What this task involves:
Return the entries below verbatim. Pictures stay out.

Entries from a pointing dataset:
================
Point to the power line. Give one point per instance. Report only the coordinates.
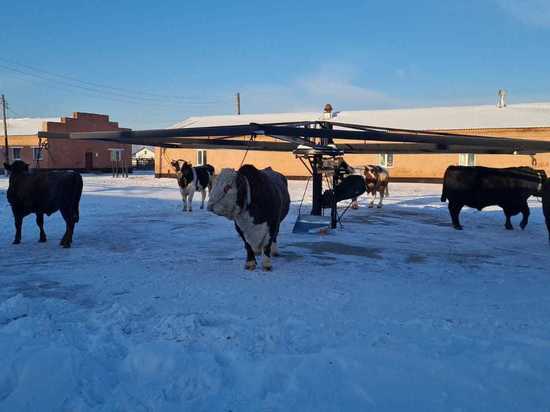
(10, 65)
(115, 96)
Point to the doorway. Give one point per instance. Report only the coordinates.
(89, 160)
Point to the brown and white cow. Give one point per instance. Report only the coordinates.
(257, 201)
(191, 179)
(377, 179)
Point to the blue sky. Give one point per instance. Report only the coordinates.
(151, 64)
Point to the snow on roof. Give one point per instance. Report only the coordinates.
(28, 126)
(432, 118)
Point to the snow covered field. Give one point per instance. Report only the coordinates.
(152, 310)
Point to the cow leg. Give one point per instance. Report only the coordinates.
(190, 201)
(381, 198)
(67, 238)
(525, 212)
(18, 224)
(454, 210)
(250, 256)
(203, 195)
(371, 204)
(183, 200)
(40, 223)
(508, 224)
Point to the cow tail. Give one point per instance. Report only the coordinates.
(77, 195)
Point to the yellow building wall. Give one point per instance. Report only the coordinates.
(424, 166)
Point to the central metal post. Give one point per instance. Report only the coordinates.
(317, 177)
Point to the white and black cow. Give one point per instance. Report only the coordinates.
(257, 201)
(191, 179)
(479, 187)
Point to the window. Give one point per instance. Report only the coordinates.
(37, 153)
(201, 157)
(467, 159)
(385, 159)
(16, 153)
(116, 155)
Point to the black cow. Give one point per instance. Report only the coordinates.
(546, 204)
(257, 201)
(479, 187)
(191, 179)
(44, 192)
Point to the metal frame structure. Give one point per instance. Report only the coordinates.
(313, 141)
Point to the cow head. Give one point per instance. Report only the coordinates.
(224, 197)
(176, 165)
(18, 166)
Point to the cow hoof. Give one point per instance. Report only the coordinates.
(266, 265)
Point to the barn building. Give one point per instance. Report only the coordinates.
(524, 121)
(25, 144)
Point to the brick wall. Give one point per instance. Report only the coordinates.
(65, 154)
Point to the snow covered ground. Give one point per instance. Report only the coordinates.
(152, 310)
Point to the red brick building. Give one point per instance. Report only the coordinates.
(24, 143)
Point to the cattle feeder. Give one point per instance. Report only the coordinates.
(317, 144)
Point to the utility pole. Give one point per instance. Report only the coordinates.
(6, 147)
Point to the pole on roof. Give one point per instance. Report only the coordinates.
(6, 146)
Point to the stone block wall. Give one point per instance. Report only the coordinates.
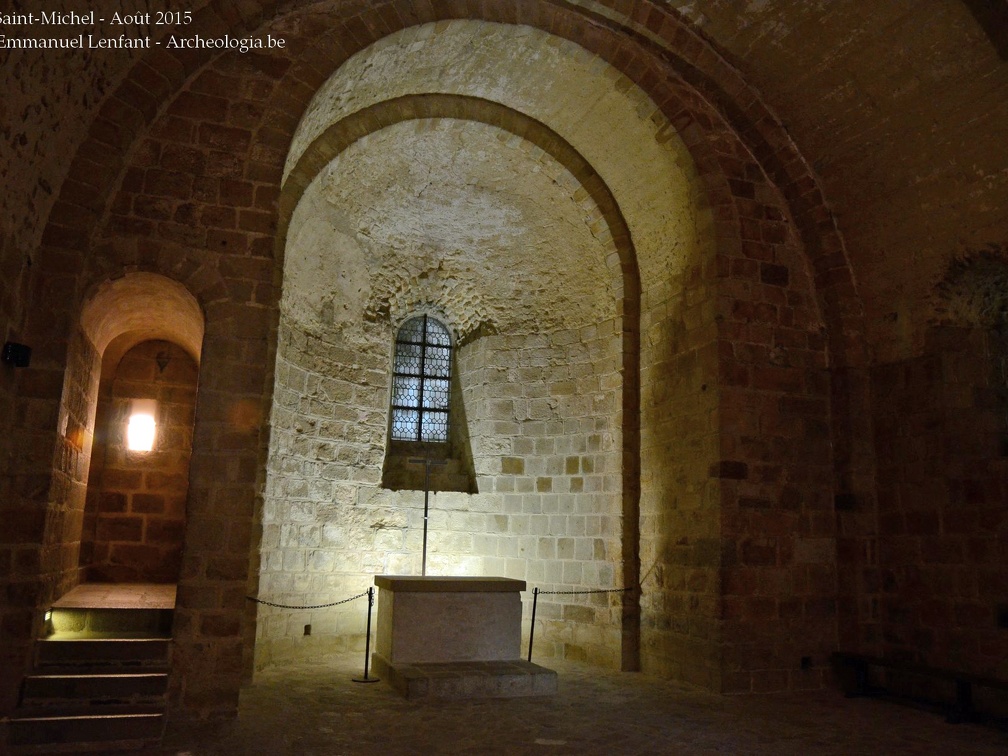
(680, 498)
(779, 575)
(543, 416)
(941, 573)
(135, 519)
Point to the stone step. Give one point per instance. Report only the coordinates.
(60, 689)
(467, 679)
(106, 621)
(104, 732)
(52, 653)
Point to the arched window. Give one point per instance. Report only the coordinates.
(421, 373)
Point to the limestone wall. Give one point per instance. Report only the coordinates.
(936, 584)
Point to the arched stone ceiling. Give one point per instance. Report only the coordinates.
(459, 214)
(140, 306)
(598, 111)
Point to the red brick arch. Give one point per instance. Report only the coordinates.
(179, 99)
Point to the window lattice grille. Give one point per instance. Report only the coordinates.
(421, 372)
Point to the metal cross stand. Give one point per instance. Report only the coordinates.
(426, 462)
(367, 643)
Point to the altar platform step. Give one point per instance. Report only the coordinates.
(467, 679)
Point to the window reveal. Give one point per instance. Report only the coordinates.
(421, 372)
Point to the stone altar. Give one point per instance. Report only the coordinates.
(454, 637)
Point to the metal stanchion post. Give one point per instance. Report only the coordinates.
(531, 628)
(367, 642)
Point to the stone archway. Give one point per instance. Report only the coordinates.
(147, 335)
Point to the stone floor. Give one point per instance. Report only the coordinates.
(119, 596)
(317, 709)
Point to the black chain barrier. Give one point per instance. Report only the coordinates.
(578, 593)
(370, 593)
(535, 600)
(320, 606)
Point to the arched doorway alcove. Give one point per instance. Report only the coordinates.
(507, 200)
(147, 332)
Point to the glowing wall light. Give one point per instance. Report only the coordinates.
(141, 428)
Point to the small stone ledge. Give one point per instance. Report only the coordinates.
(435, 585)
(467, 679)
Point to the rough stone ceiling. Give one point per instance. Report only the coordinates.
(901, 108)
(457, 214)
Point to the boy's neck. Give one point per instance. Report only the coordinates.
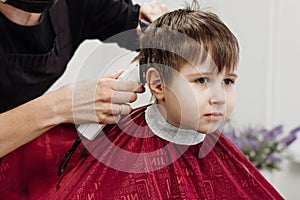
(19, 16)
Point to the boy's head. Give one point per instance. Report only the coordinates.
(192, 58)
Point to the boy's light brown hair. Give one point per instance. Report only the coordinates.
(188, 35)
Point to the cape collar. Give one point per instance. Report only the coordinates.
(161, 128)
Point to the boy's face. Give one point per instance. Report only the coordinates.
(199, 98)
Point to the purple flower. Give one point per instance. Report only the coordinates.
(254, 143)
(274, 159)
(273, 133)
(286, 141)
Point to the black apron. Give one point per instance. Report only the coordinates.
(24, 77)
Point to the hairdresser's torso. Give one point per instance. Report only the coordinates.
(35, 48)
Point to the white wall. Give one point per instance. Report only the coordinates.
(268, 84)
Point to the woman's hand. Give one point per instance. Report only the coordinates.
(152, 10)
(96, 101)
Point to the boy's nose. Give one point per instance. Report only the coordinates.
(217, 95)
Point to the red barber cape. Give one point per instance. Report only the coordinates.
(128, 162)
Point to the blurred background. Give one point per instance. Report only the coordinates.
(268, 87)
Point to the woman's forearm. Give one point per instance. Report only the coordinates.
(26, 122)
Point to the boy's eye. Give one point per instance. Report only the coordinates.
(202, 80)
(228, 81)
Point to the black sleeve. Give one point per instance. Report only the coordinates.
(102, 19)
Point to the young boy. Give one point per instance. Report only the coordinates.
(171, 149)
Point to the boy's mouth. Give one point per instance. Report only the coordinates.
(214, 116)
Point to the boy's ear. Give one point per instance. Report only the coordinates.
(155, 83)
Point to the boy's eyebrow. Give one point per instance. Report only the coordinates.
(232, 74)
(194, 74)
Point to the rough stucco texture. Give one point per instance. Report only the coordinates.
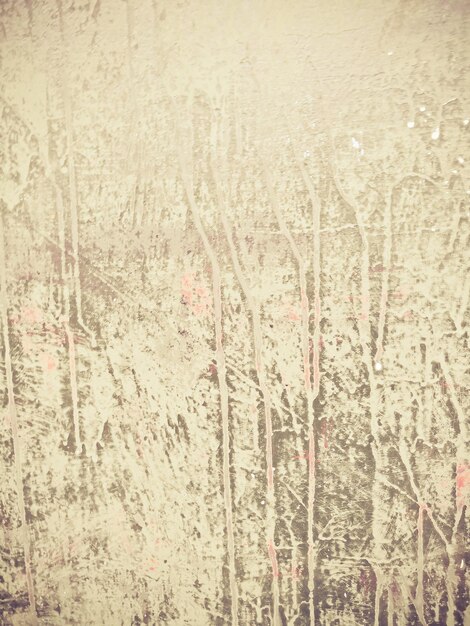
================
Final result:
Point to the power line. Give one point per instance. Report only the coordinates.
(10, 65)
(115, 96)
Point to the doorway. Give one point per instance. Report only the coordinates.
(89, 160)
Point to the brown and white cow. Give one point per instance. Report only the coordinates.
(257, 201)
(191, 179)
(377, 179)
Point to the blue sky. Give one point per instance. Report only the coordinates.
(151, 64)
Point to the snow on roof. Give one point per instance. Report only the coordinates.
(28, 126)
(432, 118)
Point to the snow covered field. Give one point per instance. Report only the coordinates.
(152, 310)
Point to the cow leg. Give one point per instance. Report only the coordinates.
(190, 201)
(381, 198)
(67, 238)
(525, 212)
(18, 224)
(454, 210)
(250, 256)
(203, 195)
(371, 204)
(183, 200)
(40, 223)
(508, 224)
Point to the cow tail. Give one point per instance. Report only the coordinates.
(77, 195)
Point to the yellow building wall. Give one point per instance. Report only the coordinates.
(424, 166)
Point to the central metal post. Give one point per instance. Report only the coordinates.
(317, 177)
Point to the white and black cow. Give one point per instance. Report only the coordinates.
(257, 201)
(191, 179)
(479, 187)
Point to the window. Give one point per instance. Report only the coordinates.
(37, 153)
(201, 157)
(467, 159)
(385, 159)
(16, 153)
(116, 155)
Point to the black cow. Give one point per instance. Report only the coordinates.
(546, 204)
(257, 201)
(479, 187)
(191, 179)
(44, 192)
Point to the metal frame structure. Give one point per instance. Report only the coordinates.
(313, 141)
Point to the cow head. Give one point per instance. Report only the coordinates.
(224, 197)
(176, 165)
(18, 166)
Point to the cow hoof. Give one point per instance. Report only the coordinates.
(266, 265)
Point to the barn building. Give one point per instance. Report only the coordinates.
(524, 121)
(25, 144)
Point to the brick wall. Give one point per instance. Report only the coordinates.
(65, 154)
Point to the snow covered ground. Give one point per instance. Report only the coordinates.
(152, 310)
Point to the red brick building. Give one point per instance. Report only the coordinates.
(24, 143)
Point to the cattle feeder. Give one point per instance. Report only the coordinates.
(317, 144)
Point to the utility pole. Give one point per instance. Report only the coordinates.
(6, 147)
Point to the pole on roof. Give one point per instance. Report only the coordinates.
(6, 146)
Point to the stone block wall. Give one point per instance. Report only the coordinates.
(680, 498)
(779, 575)
(543, 416)
(941, 573)
(135, 519)
Point to the stone step. Give one point per instance. Report only the coordinates.
(60, 689)
(467, 679)
(106, 621)
(104, 732)
(52, 653)
Point to the arched window. Give one point per instance. Report only the coordinates.
(421, 373)
Point to the limestone wall. Give one point per instance. Report only the coordinates.
(936, 584)
Point to the arched stone ceiling. Give one point per instance. Report only the coordinates.
(459, 214)
(140, 306)
(598, 111)
Point to the red brick arch. Give one point per instance. Report only the coordinates.
(179, 99)
Point to the window lattice grille. Give one point per instance. Report only the coordinates.
(421, 372)
Point to the metal cross stand. Give one point per instance. Report only the coordinates.
(426, 462)
(367, 643)
Point to the altar platform step. Give one point per instance. Report only the coordinates.
(467, 679)
Point to the window reveal. Give one point per instance. Report only the coordinates.
(421, 372)
Point to the stone altar. Give one point per instance. Report only the coordinates.
(454, 637)
Point to the metal stanchion post. Give one point per instance. Report only the coordinates.
(531, 628)
(367, 642)
Point to the stone archway. Give one point per instance. Report only the coordinates.
(147, 335)
Point to the stone floor. Give one point per instance. Report only the coordinates.
(119, 596)
(317, 709)
Point to the black chain barrier. Give one point per instance. Report only the coordinates.
(578, 593)
(370, 593)
(535, 600)
(320, 606)
Point to the arched doorway alcove. Give one point per instance. Report only the coordinates.
(507, 200)
(147, 332)
Point to the glowing wall light. Give one point per instance. Report only the coordinates.
(141, 428)
Point to the small stone ledge. Give one point per instance. Report only the coordinates.
(435, 585)
(467, 679)
Point to the rough stone ceiling. Give one point per instance. Report only the coordinates.
(901, 108)
(457, 214)
Point to the boy's neck. Give one point per instance. Report only the coordinates.
(19, 16)
Point to the boy's head. Give one point per instance. Report only the coordinates.
(192, 58)
Point to the boy's light brown hair. Give one point per instance. Report only the coordinates.
(188, 35)
Point to the cape collar. Give one point per instance. Report only the coordinates.
(161, 128)
Point to the boy's face. Give one point per instance. Report only the coordinates.
(199, 98)
Point to the purple flower. Give one point per instance. Report only the coordinates.
(254, 143)
(274, 159)
(273, 133)
(286, 141)
Point to the black apron. Give one point per instance. Report only the coordinates.
(24, 77)
Point to the hairdresser's torso. Give one point per instance. Report only the coordinates.
(35, 48)
Point to the white wall. Give one point per instance. Report only the coordinates.
(268, 84)
Point to the woman's hand. Give one point per instance. Report only the coordinates.
(152, 10)
(96, 101)
Point to the boy's nose. Give one point per instance. Report only the coordinates.
(217, 95)
Point to the red barber cape. Give one point per instance. Report only the coordinates.
(128, 162)
Point to the blurred background. Give one point per instance. Report only the coordinates.
(268, 87)
Point to the woman's forearm. Give one point per instance. Report only the coordinates.
(26, 122)
Point to the boy's eye. Give one point per instance. Report only the coordinates.
(202, 80)
(228, 81)
Point to the black sleeve. Give one point per instance. Report only the coordinates.
(102, 19)
Point to the young boy. Give one point per instance. Report only the coordinates.
(171, 149)
Point to the boy's mouth. Give one point per instance. Report only the coordinates.
(214, 116)
Point to the boy's ear. Give one point per instance. Report only the coordinates.
(155, 83)
Point to the boy's eyebrow. Give one point per instance. Report only the coordinates.
(232, 74)
(194, 74)
Point to the rough stucco texture. Give one point per instance. Report only the coordinates.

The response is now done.